Supplied text =

————

Experimental Design: Pulley and Mass Hangers

[uSee2]

Homework Statement

Use the equipment shown in the diagram to design an experiment to determine the acceleration due to gravity. Use a total mass of 0.5 kg to 1 kg on the mass hangers. Standard lab equipment may also be used.

(Diagram Below)

Relevant Equations

$F = ma$

^ This is my personal drawing of the diagram, I couldn't take a picture of the actual one. The setup is a pulley wrapped with a cord and mass hangers attached to each end.

My first thought when approaching this problem was to first determine the rotational inertia of the pulley, then use some other method like energy to determine the acceleration due to gravity.

If only one mass was hung, then:
τ=Iα
τ=Frsin⁡(θ)
$F = F_{t1}$ where $F_{t1}$ is the force of tension exerted from mass 1
r is just the radius of the pulley which can be measured experimentally.
And since $\sin(\theta) = 1$ in this scenario:
$\tau = F_{t1}r = I\alpha$

To determine $F_{t1}$, the acceleration of mass 1 once dropped can be measured:
$F_{net} = F_g - F_{t1} = ma$
Acceleration can be measured using a motion sensor so:
$F_{t1} = m(g-a)$
Now that the torque done by $F_{t1}$ could be calculated, I could use rotational impulse to determine the rotational inertia.

————

Exercise A =
In the pulley experiment thread, what total mass does the assignment specify for the mass hangers?

Records to process =

————

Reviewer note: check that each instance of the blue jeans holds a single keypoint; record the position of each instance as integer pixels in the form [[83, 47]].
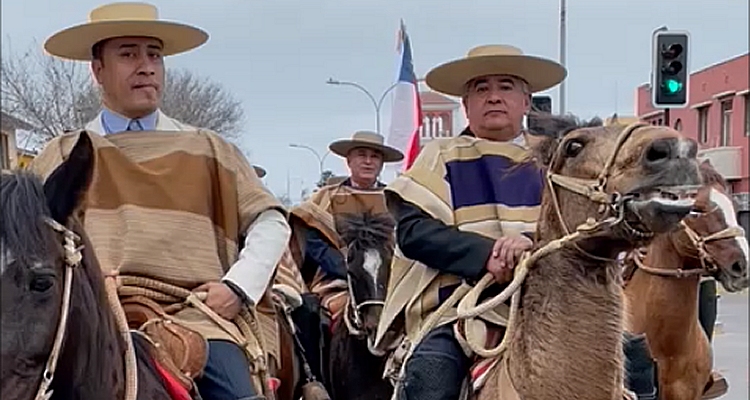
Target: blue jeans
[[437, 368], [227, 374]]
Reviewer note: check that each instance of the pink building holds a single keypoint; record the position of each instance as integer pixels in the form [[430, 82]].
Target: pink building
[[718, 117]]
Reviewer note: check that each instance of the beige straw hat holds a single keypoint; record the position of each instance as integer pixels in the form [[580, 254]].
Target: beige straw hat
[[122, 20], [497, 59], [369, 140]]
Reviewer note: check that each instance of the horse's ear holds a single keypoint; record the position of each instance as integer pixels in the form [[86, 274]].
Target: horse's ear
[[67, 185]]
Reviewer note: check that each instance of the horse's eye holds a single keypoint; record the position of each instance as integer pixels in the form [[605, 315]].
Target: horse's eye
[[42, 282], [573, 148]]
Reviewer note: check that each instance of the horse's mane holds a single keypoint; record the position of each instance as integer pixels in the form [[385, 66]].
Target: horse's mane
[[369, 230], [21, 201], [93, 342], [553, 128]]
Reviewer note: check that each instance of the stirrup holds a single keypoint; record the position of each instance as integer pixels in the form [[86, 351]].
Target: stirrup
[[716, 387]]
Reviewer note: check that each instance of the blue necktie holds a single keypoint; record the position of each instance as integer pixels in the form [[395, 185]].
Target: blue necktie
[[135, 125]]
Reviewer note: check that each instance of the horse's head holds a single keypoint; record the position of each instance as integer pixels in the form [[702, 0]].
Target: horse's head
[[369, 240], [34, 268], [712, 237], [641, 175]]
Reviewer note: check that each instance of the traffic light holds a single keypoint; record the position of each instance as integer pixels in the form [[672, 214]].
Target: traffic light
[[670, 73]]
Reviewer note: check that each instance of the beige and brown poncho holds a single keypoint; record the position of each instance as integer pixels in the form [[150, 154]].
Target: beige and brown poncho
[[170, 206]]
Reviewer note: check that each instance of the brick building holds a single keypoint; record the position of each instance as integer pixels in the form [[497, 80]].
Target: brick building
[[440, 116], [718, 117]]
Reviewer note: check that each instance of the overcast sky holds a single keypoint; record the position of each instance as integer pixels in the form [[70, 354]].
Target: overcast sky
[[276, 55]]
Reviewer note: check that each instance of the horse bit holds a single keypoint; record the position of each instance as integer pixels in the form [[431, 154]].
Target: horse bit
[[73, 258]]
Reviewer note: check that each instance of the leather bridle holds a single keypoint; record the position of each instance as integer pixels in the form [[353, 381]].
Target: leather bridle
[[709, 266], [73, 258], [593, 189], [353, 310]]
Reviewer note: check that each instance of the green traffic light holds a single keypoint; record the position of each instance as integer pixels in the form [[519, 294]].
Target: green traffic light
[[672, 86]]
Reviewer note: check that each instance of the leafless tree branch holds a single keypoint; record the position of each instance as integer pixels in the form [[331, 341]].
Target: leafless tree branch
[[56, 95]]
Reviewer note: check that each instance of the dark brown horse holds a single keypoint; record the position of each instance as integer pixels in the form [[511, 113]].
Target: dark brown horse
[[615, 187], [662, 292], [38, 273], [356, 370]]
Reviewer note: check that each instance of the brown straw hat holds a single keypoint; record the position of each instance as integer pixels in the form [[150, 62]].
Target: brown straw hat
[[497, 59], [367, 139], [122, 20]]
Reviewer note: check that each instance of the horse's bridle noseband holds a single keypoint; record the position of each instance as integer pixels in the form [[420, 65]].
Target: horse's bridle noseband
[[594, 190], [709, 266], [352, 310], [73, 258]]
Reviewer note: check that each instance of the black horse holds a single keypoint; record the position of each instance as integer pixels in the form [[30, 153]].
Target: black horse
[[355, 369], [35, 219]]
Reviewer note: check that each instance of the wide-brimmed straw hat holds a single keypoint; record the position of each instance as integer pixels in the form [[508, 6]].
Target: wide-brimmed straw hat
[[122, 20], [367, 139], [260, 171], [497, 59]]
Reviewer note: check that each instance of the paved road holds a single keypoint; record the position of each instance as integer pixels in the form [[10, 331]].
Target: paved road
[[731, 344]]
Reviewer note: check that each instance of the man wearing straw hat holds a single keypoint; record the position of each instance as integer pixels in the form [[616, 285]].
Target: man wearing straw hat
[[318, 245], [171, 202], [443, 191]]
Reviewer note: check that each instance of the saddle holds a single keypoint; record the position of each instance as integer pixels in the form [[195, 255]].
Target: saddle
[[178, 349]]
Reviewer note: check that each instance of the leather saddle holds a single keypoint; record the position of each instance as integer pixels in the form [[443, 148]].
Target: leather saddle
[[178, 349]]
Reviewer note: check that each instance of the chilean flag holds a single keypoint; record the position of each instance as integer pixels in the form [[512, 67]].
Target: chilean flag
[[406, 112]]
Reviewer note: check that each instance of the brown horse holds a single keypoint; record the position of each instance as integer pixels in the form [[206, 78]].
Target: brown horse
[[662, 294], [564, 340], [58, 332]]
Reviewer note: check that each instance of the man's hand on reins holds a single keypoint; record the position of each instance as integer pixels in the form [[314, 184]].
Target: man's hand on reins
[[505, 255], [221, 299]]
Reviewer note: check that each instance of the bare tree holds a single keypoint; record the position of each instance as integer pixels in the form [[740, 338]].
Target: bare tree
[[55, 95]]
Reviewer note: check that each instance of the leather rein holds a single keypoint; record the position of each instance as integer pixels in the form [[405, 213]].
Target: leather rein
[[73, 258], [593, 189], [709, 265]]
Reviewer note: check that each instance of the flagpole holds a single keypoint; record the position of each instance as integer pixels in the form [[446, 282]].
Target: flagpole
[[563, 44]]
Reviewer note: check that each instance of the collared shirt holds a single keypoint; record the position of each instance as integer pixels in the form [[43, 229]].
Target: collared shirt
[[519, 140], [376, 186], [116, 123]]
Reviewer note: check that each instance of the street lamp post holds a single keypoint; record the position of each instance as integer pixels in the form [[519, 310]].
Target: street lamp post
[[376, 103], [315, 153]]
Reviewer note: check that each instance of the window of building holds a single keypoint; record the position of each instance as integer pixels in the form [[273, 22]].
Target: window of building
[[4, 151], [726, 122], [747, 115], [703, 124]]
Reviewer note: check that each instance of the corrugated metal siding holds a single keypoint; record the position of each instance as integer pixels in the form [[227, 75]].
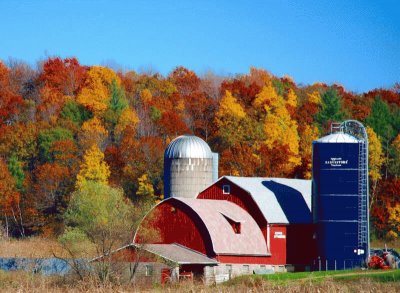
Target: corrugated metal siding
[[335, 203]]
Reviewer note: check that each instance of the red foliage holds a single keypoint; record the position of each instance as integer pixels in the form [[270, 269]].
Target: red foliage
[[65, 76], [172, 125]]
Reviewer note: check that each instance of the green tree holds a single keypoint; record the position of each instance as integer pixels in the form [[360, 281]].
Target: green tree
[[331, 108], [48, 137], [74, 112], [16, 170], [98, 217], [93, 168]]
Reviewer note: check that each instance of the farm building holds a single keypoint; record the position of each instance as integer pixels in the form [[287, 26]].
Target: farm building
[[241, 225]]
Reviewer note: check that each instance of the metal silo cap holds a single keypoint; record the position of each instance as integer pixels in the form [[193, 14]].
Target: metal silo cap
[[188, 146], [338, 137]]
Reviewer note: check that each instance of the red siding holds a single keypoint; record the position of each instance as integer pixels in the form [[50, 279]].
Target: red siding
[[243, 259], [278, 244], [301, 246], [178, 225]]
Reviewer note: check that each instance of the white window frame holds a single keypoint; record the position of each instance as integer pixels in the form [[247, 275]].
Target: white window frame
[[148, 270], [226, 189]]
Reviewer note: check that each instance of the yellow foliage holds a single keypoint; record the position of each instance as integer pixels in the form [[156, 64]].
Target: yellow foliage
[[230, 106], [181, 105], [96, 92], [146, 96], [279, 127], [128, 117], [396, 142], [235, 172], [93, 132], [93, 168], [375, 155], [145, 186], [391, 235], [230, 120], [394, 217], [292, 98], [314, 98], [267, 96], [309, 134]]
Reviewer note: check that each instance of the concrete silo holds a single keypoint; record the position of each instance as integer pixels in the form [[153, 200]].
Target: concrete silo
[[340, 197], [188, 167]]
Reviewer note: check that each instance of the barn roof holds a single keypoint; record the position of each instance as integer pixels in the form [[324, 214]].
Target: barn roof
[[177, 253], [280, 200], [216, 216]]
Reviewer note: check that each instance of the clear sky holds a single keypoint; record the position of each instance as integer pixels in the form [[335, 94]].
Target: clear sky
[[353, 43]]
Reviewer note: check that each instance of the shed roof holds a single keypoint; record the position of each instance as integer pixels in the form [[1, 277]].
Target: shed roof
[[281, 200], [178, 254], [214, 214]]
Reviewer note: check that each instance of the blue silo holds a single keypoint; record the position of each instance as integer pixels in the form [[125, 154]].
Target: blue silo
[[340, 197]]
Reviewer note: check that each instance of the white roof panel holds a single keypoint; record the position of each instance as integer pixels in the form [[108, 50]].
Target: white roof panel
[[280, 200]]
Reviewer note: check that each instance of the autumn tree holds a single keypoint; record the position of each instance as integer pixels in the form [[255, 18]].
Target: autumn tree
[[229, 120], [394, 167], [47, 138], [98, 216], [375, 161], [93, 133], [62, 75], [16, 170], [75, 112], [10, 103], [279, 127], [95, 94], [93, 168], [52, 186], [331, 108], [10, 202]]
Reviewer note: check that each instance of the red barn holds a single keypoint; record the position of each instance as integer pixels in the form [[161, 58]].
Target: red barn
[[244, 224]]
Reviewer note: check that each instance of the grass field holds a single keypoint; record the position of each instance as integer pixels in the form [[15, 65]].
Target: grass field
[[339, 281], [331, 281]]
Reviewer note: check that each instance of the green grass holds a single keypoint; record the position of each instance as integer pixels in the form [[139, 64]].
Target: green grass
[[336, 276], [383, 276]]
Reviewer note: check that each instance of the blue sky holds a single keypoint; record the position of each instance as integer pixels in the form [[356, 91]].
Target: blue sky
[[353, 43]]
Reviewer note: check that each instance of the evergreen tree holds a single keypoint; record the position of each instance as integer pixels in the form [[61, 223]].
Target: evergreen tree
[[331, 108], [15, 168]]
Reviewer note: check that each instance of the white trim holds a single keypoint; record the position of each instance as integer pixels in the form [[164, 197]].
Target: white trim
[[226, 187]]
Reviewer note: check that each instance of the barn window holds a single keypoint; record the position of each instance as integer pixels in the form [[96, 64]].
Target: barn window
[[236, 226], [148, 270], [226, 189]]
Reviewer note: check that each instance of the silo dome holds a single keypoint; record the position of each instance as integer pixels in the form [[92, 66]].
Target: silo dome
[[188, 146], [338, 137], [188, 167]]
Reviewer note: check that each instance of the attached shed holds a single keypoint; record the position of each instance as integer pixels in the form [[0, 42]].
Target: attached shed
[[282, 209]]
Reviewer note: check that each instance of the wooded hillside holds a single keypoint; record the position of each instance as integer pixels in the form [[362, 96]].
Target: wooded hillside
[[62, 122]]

————

Exercise B =
Arrange the entries as a numbered list, beginning at their first line and stopping after the line that contains "[[369, 230], [21, 201], [93, 342], [553, 128]]". Leave out the pictures and any blank lines.

Right answer A =
A total mass of 0.5 kg to 1 kg.

Right answer B =
1. Reviewer note: check that each instance of the blue jeans holds a single keypoint; record the position of each instance as integer pixels in the form [[83, 47]].
2. Target: blue jeans
3. [[437, 368], [227, 374]]
4. Reviewer note: check that each instance of the pink building holds a single keypoint; record the position of each instance as integer pixels in the form [[430, 82]].
5. Target: pink building
6. [[718, 117]]
7. Reviewer note: check that each instance of the beige straw hat holds a single keypoint; record the position of each instance as integer pixels in the form [[580, 254]].
8. Target: beige straw hat
9. [[122, 20], [497, 59], [369, 140]]
10. Reviewer note: check that each instance of the horse's ear holds a single keypoint; record the position of each instance as integer pixels in the form [[86, 274]].
11. Target: horse's ear
12. [[67, 185]]
13. Reviewer note: check that each instance of the horse's eye holds a single keypoint; record the position of each instance as integer pixels in the form [[605, 315]].
14. Target: horse's eye
15. [[42, 282], [573, 148]]
16. Reviewer note: check that each instance of the horse's mane holds a single keypoint; record the position of each instance as integer pixels in the form [[385, 66]].
17. Target: horse's mane
18. [[369, 230], [21, 201], [93, 342], [553, 128]]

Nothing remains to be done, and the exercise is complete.